- Texte fourni -
--
Deux jours après, Dominique de Pescia montait en chaire à son tour, à Saint-Marc, et disait à ses auditeurs : Frère Fr. de la Pouille veut en appeler au jugement de Dieu : Amen, ecco io. Alors, malgré la sainteté du lieu, le peuple cria d’une seule voix : Amen ! ecco io ; et le soir, les dominicains, au nombre de trois cents, des hommes, des femmes, des enfants, des jeunes filles, des prêtres et des moines, allaient frapper à la porte du prieur, réclamant l’honneur de monter sur le bûcher.

Savonarole mettait une condition à ce duel en plein feu c’est que ses adversaires, ceux de Rome surtout, déclareraient prendre pour second le franciscain ou tout autre moine. La condition acceptée, il était prêt à tenter l’expérience, à s’asseoir dans la fournaise ardente comme Sidrac, Misach et Abdenago, certain qu’il en sortirait vivant sous le bouclier, non pas de ses mérites, mais de la Providence divine.

Du reste, il indiquait un autre moyen pour discerner le véritable serviteur de Dieu : c’était de ressusciter un mort. Le comte de la Mirandole, certain qu’une tombe allait s’ouvrir, demandait sérieusement à Savonarole de dire à Jean Pic, décédé quelque temps auparavant : Lève-toi et marche.

Le feu fut préféré. Dominique de Pescia tenait à jouer le premier rôle dans ce drame funèbre : Savonarole dut céder. Fr. de la Pouille, qui n’acceptait pour second que le prieur, retira sa parole et fut remplacé par André Rondinelli. Qu’on ne s’inquiète pas : André était une âme d’un merveilleux courage, car il savait le sort qui l’attendait. Je brûlerai, disait-il ; mais qu’importe, si je sauve les âmes qu’a séduites la parole du dominicain ?

Voici quelles étaient les thèses posées par Savonarole, et dont la flamme devait prouver la vérité ou le mensonge L’Église de Dieu a besoin de réforme.

Elle sera fustigée.

Elle sera renouvelée.

Florence sera fustigée et renouvelée.

Les infidèles se convertiront.

La conversion approche.

L’excommunication de Jérôme est nulle.
--
- Consigne -
Dans le texte sur Savonarole, qui remplace Fr. de la Pouille quand celui-ci retire sa parole ? Les entrées qui suivent n'ont aucun lien avec le texte.

Entrées de données recueillies
--
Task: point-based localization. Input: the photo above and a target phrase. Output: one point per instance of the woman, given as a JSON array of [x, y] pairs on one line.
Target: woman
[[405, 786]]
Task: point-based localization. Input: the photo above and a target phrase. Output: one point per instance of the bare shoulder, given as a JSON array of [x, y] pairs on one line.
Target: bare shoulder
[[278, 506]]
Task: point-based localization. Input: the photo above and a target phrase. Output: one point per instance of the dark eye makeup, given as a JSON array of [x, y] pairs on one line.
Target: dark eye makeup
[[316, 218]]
--
- Résultat -
André Rondinelli.